Put every line of the listing below into a numbered list, and leave out any blank lines.

## [Exercise data]
□ □ □ □ □ □ □

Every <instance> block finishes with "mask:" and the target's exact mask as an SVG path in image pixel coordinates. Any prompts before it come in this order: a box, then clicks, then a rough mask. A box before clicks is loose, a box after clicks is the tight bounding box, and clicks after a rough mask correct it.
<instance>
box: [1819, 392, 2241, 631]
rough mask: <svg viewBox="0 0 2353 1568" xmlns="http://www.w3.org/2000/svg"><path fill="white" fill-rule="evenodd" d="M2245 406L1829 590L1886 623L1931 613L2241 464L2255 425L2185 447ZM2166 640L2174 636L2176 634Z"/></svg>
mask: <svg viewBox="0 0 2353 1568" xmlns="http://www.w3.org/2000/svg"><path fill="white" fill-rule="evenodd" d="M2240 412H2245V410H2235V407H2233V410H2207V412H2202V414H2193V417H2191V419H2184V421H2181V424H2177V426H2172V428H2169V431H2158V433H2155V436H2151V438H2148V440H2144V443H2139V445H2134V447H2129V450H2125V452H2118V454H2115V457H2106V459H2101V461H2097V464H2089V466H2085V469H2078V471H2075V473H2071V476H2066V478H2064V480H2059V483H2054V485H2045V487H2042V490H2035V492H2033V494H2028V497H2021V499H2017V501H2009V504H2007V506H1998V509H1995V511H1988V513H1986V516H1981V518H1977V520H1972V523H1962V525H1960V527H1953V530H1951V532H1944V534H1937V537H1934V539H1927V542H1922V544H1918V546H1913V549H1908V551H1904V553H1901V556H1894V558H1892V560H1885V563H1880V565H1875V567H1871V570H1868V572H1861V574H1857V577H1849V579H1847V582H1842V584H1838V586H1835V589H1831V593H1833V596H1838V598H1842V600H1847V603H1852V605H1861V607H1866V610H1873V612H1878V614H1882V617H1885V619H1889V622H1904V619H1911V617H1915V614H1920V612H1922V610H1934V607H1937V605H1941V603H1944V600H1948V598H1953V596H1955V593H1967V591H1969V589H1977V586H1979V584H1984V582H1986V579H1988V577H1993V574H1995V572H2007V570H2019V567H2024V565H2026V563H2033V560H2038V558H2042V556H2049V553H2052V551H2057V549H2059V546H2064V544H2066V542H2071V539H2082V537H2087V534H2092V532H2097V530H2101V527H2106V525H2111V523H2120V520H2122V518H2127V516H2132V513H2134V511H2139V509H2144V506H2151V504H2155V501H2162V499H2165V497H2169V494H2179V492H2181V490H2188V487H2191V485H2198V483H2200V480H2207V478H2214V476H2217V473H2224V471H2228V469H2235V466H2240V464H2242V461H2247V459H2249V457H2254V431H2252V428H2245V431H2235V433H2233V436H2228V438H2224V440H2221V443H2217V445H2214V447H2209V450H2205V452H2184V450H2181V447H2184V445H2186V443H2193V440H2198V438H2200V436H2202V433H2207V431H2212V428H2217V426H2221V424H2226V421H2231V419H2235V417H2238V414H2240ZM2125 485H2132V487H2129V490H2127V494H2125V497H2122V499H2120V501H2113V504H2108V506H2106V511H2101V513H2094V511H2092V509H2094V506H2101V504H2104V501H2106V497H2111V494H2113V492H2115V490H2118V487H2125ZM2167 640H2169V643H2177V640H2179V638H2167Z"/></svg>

□ □ □ □ □ □ □

## [Solution]
1. Every <instance> block finishes with "mask:" and the target's exact mask as an SVG path in image pixel coordinates. Any prompts before it come in this order: a box, then clicks, then a rough mask. A box before clicks is loose, a box after clicks is the tight bounding box, and clicks after a rough mask correct it.
2. <instance>
3. box: [1819, 392, 2241, 631]
4. rough mask: <svg viewBox="0 0 2353 1568" xmlns="http://www.w3.org/2000/svg"><path fill="white" fill-rule="evenodd" d="M2245 406L1829 590L1886 623L1931 613L2241 464L2255 425L2185 447ZM2166 640L2174 636L2176 634Z"/></svg>
5. mask: <svg viewBox="0 0 2353 1568" xmlns="http://www.w3.org/2000/svg"><path fill="white" fill-rule="evenodd" d="M2240 412H2245V410H2235V407H2233V410H2207V412H2202V414H2193V417H2191V419H2184V421H2181V424H2177V426H2172V428H2169V431H2158V433H2155V436H2151V438H2148V440H2144V443H2139V445H2134V447H2129V450H2125V452H2118V454H2115V457H2106V459H2101V461H2097V464H2089V466H2085V469H2078V471H2075V473H2071V476H2066V478H2064V480H2059V483H2054V485H2045V487H2042V490H2035V492H2033V494H2028V497H2021V499H2017V501H2009V504H2007V506H1998V509H1995V511H1988V513H1986V516H1981V518H1977V520H1972V523H1962V525H1960V527H1953V530H1951V532H1944V534H1937V537H1934V539H1927V542H1922V544H1918V546H1913V549H1908V551H1904V553H1901V556H1894V558H1892V560H1885V563H1880V565H1875V567H1871V570H1868V572H1861V574H1857V577H1849V579H1847V582H1842V584H1838V586H1835V589H1831V593H1833V596H1838V598H1842V600H1847V603H1852V605H1861V607H1866V610H1873V612H1878V614H1882V617H1885V619H1889V622H1904V619H1911V617H1915V614H1920V612H1922V610H1934V607H1937V605H1941V603H1944V600H1948V598H1953V596H1955V593H1967V591H1969V589H1977V586H1979V584H1984V582H1986V579H1988V577H1993V574H1995V572H2007V570H2019V567H2024V565H2026V563H2033V560H2038V558H2042V556H2049V553H2052V551H2057V549H2059V546H2064V544H2066V542H2071V539H2082V537H2087V534H2092V532H2097V530H2101V527H2106V525H2111V523H2120V520H2122V518H2127V516H2132V513H2134V511H2139V509H2144V506H2151V504H2155V501H2162V499H2165V497H2169V494H2179V492H2181V490H2188V487H2191V485H2198V483H2200V480H2207V478H2214V476H2217V473H2224V471H2228V469H2235V466H2240V464H2242V461H2247V459H2249V457H2254V431H2252V428H2245V431H2235V433H2233V436H2228V438H2224V440H2221V443H2217V445H2214V447H2209V450H2205V452H2184V450H2181V447H2184V445H2186V443H2193V440H2198V438H2200V436H2202V433H2207V431H2212V428H2217V426H2221V424H2226V421H2231V419H2235V417H2238V414H2240ZM2125 485H2132V487H2129V490H2127V494H2125V497H2122V499H2120V501H2113V504H2108V506H2106V511H2101V513H2094V511H2092V509H2094V506H2101V504H2104V501H2106V497H2111V494H2113V492H2115V490H2118V487H2125ZM2167 640H2169V643H2177V640H2179V638H2167Z"/></svg>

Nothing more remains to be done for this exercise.